• _EXERCISE AIM_: Return the whole listing, line for line, without the pictures in it.

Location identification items

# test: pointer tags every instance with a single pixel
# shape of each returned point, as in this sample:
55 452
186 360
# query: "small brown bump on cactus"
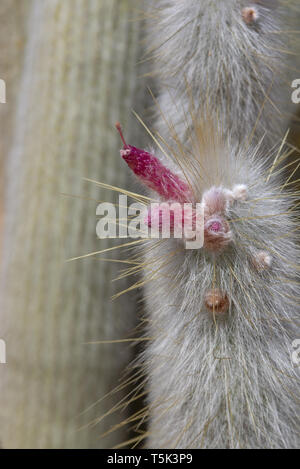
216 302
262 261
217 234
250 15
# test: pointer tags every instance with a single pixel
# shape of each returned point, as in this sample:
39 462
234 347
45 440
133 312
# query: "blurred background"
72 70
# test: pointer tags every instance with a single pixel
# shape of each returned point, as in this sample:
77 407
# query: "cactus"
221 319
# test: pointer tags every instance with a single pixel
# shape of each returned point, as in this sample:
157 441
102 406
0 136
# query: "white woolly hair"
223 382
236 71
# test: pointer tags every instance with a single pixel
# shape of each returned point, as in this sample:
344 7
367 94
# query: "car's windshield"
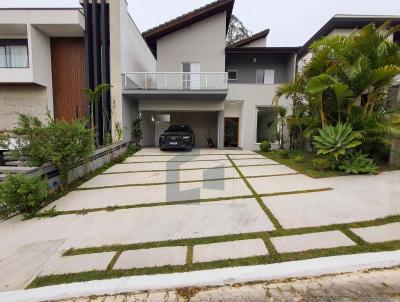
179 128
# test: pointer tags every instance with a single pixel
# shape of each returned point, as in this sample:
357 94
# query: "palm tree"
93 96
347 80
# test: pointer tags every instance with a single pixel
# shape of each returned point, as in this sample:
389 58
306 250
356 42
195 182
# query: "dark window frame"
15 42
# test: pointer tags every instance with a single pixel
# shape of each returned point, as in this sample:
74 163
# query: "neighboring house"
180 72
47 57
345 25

• _WRITTEN ANSWER_:
# test: pointer tags every instance with a single pixel
# shape of each returned point, as in this sample:
55 452
186 360
# query: "small brown bump on cactus"
216 302
262 261
217 234
250 15
# test: pointer tags every instance with a single pixel
# shape of each returned point, as in this sample:
39 462
234 347
45 440
133 312
# query: "blurred background"
72 70
# test: pointer tags every instance with a single pixel
# shape of each returned point, as in this sample:
77 407
# query: "cactus"
221 319
# test: pointer tags every instance with a single pixel
# shape of each returned point, as in this sample:
157 441
102 406
0 136
# query: "white woolly hair"
223 382
236 71
# test: pointer tags every instance with a single pixel
# shape of each returned point, as in this sample:
344 7
367 94
# query: "car's windshield"
179 128
# test: pointer tags every instance with a single pixel
# shape of each returned point, as in this sample:
357 94
# query: "palm tree"
93 96
347 80
# test: pointer tags every instance with a single pixel
# shape of each returned point, as in this sample:
389 58
306 250
356 42
195 182
# query: "dark window frame"
15 42
# test: pointer tags every instance with a single pixel
# shape of each returned point, as in this sample:
74 163
# query: "neighboring house"
180 72
47 57
345 25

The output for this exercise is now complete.